What to do -
A: For each statement, decide whether the passage on Young's Musical Games agrees with it, answering yes or no and quoting the passage's deciding words: (i) the games were played with ivory dice; (ii) Young said the board game was meant for adults; (iii) the introductory game Gunn added dealt with key signatures.
B: Turn the paragraph of the passage on Young's Musical Games that begins "On 16 March 1801" into a short list that keeps its main facts.

Text under study -
==*==
On 16 March 1801, Young was granted a Royal patent for her Musical Games, a series of six games to teach the rudiments of music theory. The games were played on a custom board set in a mahogany box, with custom wooden pins and ivory dice. This was the first British patent granted for a board game and the only patent granted to a female inventor in 1801. A book of instructions was initially sold with the board; however, Gunn later revised the instructions and added more games.

Young advised that the board game was for children, noting that teaching musical theory was often dull for both the teacher and the pupil since it required a lot of repetition to embed the fundamental concepts. In creating the games, she hoped to better engage children in learning music, observing that:

‘There is one thing, however, in which all children agree, and that is a fondness for sport or play. Proceeding upon this principle, various successful attempts have been made to invent certain sports or games, which afford amusement, and at the same time communicate, or impress upon the memory, some branches of useful knowledge.’

Each of the games instructed players on how to identify clefs, intervals, cadences, scales, chords, and modulations.

An Introduction to Music provided more detailed instructions on how to play each of the games. Gunn also added a new introductory game on key signatures, noting that this was in response to some criticism received after the board was initially released in 1801.
==*==
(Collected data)
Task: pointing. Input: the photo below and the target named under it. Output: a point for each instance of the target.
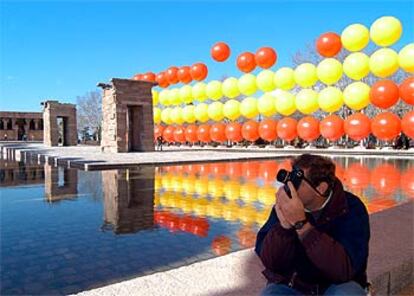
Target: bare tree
(89, 112)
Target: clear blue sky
(59, 50)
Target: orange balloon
(332, 127)
(385, 179)
(267, 130)
(246, 62)
(329, 44)
(184, 75)
(308, 128)
(384, 94)
(179, 134)
(191, 133)
(407, 124)
(203, 133)
(250, 130)
(265, 57)
(168, 134)
(286, 129)
(217, 132)
(172, 75)
(161, 79)
(198, 71)
(233, 132)
(386, 126)
(357, 176)
(407, 90)
(220, 52)
(357, 126)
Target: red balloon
==*==
Task-by-task answers -
A:
(i) Yes: "with custom wooden pins and ivory dice."
(ii) No: "Young advised that the board game was for children."
(iii) Yes: "Gunn also added a new introductory game on key signatures."

B:
- On 16 March 1801, Young received a Royal patent for her Musical Games, six games teaching the rudiments of music theory.
- The games used a custom board in a mahogany box, with custom wooden pins and ivory dice.
- It was the first British patent for a board game and the only patent granted to a female inventor in 1801.
- A book of instructions first came with the board. Gunn later revised the instructions and added more games.